[start of THE INPUT]

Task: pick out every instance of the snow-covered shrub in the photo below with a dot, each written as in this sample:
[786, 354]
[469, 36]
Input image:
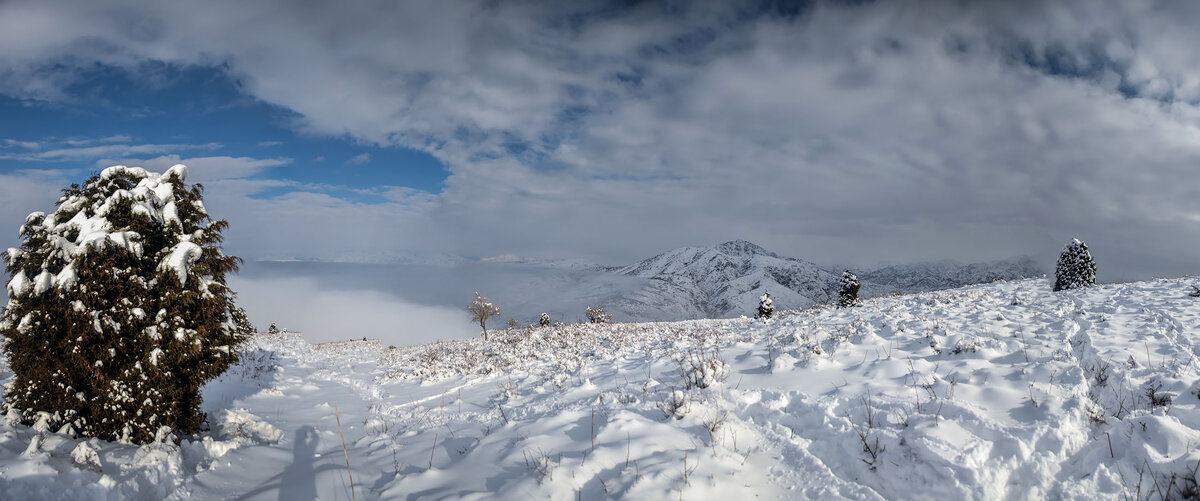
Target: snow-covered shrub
[118, 308]
[702, 369]
[1075, 267]
[480, 311]
[766, 307]
[676, 405]
[598, 315]
[847, 294]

[end of THE INPUT]

WORK REQUIRED
Reproduce the listing above with "snow-covered shrub" changed to "frosted bush" wherever it occurs and all other text left as it stands. Omit the pictures from your answer.

IN RESPONSE
Task: pick out every instance of the frosted bush in the photo below with a dot, each written as in this sample:
[786, 354]
[469, 36]
Input image:
Target: frosted bush
[118, 308]
[702, 369]
[1075, 267]
[480, 311]
[766, 307]
[676, 405]
[598, 315]
[847, 294]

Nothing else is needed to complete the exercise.